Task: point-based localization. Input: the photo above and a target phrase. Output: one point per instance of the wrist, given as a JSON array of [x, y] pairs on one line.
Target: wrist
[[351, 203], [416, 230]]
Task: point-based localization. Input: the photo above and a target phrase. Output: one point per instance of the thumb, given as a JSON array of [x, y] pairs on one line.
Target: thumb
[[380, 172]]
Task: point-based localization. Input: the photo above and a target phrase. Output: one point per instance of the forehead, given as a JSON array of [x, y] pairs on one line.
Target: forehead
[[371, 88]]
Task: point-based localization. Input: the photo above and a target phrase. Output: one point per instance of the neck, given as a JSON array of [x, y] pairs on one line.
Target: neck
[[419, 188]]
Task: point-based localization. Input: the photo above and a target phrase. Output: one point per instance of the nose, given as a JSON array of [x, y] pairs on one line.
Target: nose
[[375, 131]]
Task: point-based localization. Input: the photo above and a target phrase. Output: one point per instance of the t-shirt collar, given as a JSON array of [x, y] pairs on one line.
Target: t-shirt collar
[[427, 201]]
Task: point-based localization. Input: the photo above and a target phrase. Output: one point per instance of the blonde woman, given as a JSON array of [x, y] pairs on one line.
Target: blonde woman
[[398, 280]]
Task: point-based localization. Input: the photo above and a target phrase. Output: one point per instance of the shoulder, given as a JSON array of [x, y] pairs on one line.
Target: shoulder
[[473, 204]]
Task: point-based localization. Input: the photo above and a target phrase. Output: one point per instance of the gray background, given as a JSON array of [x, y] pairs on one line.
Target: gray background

▶ _Exercise_:
Can you write out all of the entries above again, switching each "point-based localization" to "keypoint localization" and changing nothing else?

▶ _Final answer_:
Task: keypoint localization. Input: the photo above and a target phrase. Output: one point per instance of the wrist, given as a JSON array of [x, y] pairs on one line.
Target: wrist
[[351, 203], [416, 230]]
Task: keypoint localization. Input: the photo above and a target phrase. Output: one point per instance of the thumb, given as a JSON array of [x, y] pairs on one line.
Target: thumb
[[380, 172]]
Task: keypoint localization. Input: the photo above and a target phrase. Output: one point per instance of the forehead, given as a JSON array of [x, y] pairs on one line.
Target: forehead
[[371, 88]]
Task: keypoint localization. Input: the photo above and a target phrase. Output: one point per instance of the neck, given as a JSON array of [x, y] pairs on one line.
Target: neck
[[419, 188]]
Task: keypoint localization. Input: the photo above and a target phrase. Output: one point per instance of the nose, given as a JSON array of [x, y] pairs on one line.
Target: nose
[[375, 131]]
Task: keypoint localization. Input: the photo above and a target phrase. Output: one point per instance of the t-shirt collar, given as a JSON array of [x, y] pairs on one line.
Target: t-shirt collar
[[427, 201]]
Task: keypoint localization. Input: the photo above and a target phrase. Output: one point per instance of the blonde woman, given as a JSON array of [x, y] pairs on one line.
Target: blonde woman
[[398, 280]]
Task: keypoint localization. Input: the photo above and a target phrase. Output: one point per instance of the shoulder, given as a JSON array of [x, y] pairs on one line.
Target: shoulder
[[473, 204]]
Task: keypoint localization. Input: the photo above and a target phrase. Output: one point per instance of the gray background, given as a JSON array of [x, y] pairs on one line.
Target: gray background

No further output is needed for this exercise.